▶ **EXERCISE PROMPT**:
Can you reproduce every line of the records below, requests included, with each polygon vertex coordinate in the answers scaled by 0.25 and rounded to the nearest whole number, halves rounded up? Leave the numbers in the requests and their format samples unchanged, and omit the pictures from your output.
## start
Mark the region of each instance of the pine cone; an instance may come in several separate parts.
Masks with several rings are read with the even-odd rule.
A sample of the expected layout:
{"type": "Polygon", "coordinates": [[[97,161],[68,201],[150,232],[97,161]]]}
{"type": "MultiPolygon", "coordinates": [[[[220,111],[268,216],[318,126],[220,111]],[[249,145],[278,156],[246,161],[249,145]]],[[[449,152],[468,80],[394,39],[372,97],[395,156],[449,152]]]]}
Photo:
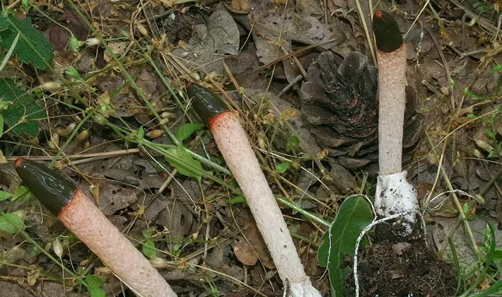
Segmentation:
{"type": "MultiPolygon", "coordinates": [[[[300,90],[301,112],[317,144],[349,169],[378,161],[378,100],[376,68],[357,52],[345,59],[332,52],[319,55],[300,90]]],[[[416,112],[416,93],[407,87],[403,146],[410,148],[422,132],[416,112]]]]}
## end
▶ **SOLUTION BELOW**:
Mark the region of each instance of the pine cone; an instance may come in several separate parts.
Masks with several rings are read with the even-odd rule.
A sample of the expected layout:
{"type": "Polygon", "coordinates": [[[97,161],[68,201],[150,232],[97,161]]]}
{"type": "MultiPolygon", "coordinates": [[[[220,111],[268,216],[318,126],[220,111]],[[249,145],[278,156],[246,161],[249,145]]],[[[449,152],[468,80],[394,39],[372,97],[395,156],[449,152]]]]}
Photo:
Segmentation:
{"type": "MultiPolygon", "coordinates": [[[[75,23],[75,28],[79,36],[87,42],[95,40],[95,25],[94,17],[89,13],[86,15],[83,13],[80,14],[75,23]]],[[[104,28],[104,23],[102,22],[101,37],[103,37],[106,33],[104,28]]]]}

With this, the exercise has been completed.